• _EXERCISE DESCRIPTION_
Top to bottom, give the entries again exactly as written.

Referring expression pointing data
━━━━━━
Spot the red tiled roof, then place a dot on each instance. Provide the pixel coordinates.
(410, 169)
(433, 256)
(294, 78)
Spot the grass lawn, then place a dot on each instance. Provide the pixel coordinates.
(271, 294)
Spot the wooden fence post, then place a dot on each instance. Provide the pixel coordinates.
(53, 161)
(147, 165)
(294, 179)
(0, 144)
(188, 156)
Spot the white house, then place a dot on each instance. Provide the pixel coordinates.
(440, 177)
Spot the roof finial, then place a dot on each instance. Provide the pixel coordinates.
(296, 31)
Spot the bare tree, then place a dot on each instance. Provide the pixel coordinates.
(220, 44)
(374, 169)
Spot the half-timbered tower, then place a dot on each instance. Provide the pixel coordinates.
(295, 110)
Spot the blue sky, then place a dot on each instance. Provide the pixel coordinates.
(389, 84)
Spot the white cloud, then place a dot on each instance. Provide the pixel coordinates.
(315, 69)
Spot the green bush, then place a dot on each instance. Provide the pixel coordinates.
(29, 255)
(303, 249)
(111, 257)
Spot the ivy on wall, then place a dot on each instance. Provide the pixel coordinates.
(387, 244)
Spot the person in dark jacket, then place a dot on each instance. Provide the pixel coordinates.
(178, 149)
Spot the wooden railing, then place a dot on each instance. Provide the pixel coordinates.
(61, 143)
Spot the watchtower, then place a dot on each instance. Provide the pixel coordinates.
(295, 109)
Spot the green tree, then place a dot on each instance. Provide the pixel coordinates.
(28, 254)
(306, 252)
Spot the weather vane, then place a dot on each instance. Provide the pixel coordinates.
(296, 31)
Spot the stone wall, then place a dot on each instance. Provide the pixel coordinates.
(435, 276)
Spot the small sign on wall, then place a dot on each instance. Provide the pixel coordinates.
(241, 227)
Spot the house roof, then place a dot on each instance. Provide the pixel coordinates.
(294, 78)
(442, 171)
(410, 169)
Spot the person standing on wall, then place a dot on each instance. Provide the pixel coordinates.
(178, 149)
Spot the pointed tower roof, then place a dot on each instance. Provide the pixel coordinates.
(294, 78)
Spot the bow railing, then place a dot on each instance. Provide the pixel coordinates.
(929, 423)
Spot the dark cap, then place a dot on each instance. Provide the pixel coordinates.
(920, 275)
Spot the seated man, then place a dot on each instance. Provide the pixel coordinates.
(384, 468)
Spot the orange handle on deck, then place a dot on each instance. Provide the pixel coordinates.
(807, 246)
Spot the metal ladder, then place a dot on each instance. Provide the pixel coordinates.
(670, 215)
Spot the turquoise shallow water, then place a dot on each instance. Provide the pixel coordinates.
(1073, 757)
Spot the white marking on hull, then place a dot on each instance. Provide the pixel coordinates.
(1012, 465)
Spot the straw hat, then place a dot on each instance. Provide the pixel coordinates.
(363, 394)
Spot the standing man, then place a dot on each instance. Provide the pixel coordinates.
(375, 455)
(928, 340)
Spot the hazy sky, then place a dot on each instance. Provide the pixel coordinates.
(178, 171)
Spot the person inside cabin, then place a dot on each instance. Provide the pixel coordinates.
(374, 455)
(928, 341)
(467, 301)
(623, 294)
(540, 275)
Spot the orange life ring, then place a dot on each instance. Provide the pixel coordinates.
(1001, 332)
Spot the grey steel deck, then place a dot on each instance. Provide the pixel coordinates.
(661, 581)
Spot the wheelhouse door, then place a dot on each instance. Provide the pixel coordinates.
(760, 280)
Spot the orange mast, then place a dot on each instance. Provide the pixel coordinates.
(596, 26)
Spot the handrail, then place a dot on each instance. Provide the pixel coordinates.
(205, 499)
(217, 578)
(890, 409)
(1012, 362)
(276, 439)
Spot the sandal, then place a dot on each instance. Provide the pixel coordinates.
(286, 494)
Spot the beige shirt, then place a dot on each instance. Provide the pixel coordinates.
━━━━━━
• _ANSWER FOR THIS EXERCISE_
Spot the red tiled roof, then place a dot on each instance. Provide the pixel coordinates.
(410, 169)
(433, 256)
(294, 78)
Spot the grass lawn, then place a dot on each instance. Provide the pixel coordinates.
(271, 294)
Spot the wooden fence post, then place a dot on each instance. Provide the pixel coordinates.
(53, 161)
(147, 165)
(294, 179)
(0, 144)
(188, 156)
Spot the white house, then place a dot on each instance. Provide the pixel coordinates.
(440, 177)
Spot the roof finial, then place a dot on each instance. Provide the pixel coordinates.
(296, 31)
Spot the bare tree, then place a dot on each instance. Provide the pixel coordinates.
(220, 44)
(374, 169)
Spot the half-timbered tower, then place a dot on each instance. Provide the pixel coordinates.
(295, 110)
Spot the blue sky, then place a dot on each instance. Provide the pixel coordinates.
(389, 84)
Spot the white cloud, then place a dot on each instance. Provide the pixel coordinates.
(315, 69)
Spot the green bush, then place a dot on each instance. Provide the pixel coordinates.
(29, 255)
(303, 249)
(111, 257)
Spot the ivy on wall, then place a dot on each instance. Provide the pixel coordinates.
(387, 244)
Spot the person in dark jacket, then place a dot on each instance. Provide the pixel coordinates.
(178, 149)
Spot the wooden railing, then place a dot on each instance. Provide the pixel coordinates.
(61, 143)
Spot the watchtower, then place a dot on each instance. Provide the pixel coordinates.
(295, 109)
Spot the green tree, then place a dot on each instance. Provide the pixel coordinates.
(28, 254)
(306, 252)
Spot the weather vane, then place a dot on each instance. Provide the pixel coordinates.
(296, 31)
Spot the stone wall, then place a dot on each instance. Provide the pixel coordinates.
(435, 276)
Spot the small sign on wall, then place a dot on each instance. Provide the pixel coordinates.
(241, 227)
Spot the house roof, then place a dot on each instance. Provide the pixel coordinates.
(294, 78)
(442, 171)
(410, 169)
Spot the person standing on wall, then place a dot on each instance. Provide the pixel coordinates.
(178, 149)
Spot the pointed tower roof, then place a dot on each instance. Provide the pixel coordinates.
(294, 78)
Spot the bow railing, then place a dot on each instance. Provide the pixel coordinates.
(929, 423)
Spot the dark cap, then place a dot on each instance. Provide the pixel coordinates.
(920, 275)
Spot the seated man, then place a dot on each instance. Provide the pixel coordinates.
(384, 468)
Spot the orange handle on deck, then place a dot on each instance. Provide the pixel coordinates.
(807, 246)
Spot the metal ladder, then place a dot on each instance. Provide the pixel coordinates.
(670, 215)
Spot the turquoise shallow water, then place a dot on each instance. Provide the pixel coordinates.
(1073, 757)
Spot the white marking on hull, then place a dot on each instance. Provide the pixel coordinates.
(1012, 465)
Spot the straw hat, then place a dot on each instance. Provide the pixel coordinates.
(363, 394)
Spot the standing man, then place a dot on each instance. Provide the pixel coordinates.
(375, 455)
(928, 340)
Spot the hazy sky, then place a dot on each instance. Provide the pixel coordinates.
(178, 171)
Spot the person inside cabin, then place a dot on each instance. Provide the pixel coordinates.
(374, 455)
(928, 341)
(467, 301)
(623, 294)
(540, 275)
Spot the orange life ring, then place a dot on each instance. Provide the pixel coordinates.
(1001, 332)
Spot the grey steel deck, then place a dot on each instance. Provide the pixel coordinates.
(661, 581)
Spot the wheelhouse door, then place a dot on each instance. Provide the pixel coordinates.
(760, 280)
Spot the orange mast, then place a dot on each instance. Provide the pixel coordinates.
(596, 26)
Spot the handrail, then place a dot on each instance. Provide the pixel coordinates.
(205, 499)
(217, 578)
(890, 409)
(1012, 362)
(276, 439)
Spot the sandal, then place a dot on each instance. Provide the pixel coordinates.
(286, 494)
Spot the beige shirt, then place a dot on each instance. Provide the pixel coordinates.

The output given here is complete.